Exactly the lines from the line containing "In this exercise you will indicate the long" through the last line of the entries below should appear in the answer, reproduced verbatim.

*** Data section ***

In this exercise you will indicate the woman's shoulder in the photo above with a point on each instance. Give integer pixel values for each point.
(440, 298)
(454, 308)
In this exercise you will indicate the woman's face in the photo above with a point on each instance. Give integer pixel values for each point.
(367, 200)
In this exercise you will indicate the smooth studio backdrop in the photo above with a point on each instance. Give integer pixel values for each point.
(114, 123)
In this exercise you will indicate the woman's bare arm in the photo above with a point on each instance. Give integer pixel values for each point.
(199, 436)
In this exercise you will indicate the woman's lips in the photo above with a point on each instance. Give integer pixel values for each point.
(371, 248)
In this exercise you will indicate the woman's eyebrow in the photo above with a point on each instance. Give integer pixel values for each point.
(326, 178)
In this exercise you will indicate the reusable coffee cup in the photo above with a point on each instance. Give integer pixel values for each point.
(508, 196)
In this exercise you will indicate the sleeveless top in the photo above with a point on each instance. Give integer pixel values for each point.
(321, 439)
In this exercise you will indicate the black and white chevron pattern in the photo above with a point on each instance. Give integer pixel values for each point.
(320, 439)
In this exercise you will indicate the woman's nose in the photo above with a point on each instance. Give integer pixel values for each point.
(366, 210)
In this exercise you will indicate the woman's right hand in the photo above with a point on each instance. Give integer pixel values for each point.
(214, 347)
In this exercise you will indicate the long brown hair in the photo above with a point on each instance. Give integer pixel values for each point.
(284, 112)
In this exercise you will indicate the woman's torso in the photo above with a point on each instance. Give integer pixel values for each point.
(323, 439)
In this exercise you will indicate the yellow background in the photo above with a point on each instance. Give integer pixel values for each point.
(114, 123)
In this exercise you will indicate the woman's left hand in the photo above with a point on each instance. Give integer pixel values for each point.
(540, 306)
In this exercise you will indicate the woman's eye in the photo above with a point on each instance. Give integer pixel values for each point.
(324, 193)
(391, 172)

*** End of Data section ***

- [Answer for the task]:
In this exercise you will indicate the long brown hair in the photo above with a point on each instance. Give integer pixel values for each point.
(284, 112)
In this exercise you will indicate the woman's torso in the photo above with a point on each instance. Give integer pixel values for each point.
(323, 439)
In this exercise you will indicate the yellow background in the photo above with a point on each instance. Give integer pixel values for each point.
(114, 123)
In this exercise you will indicate the woman's left hand in the photo above with a point on each instance. Give integer pixel values for each point.
(540, 306)
In this exercise you will indicate the woman's eye in the photo above with a point on each instance. Give integer pixel values for each point.
(324, 193)
(391, 172)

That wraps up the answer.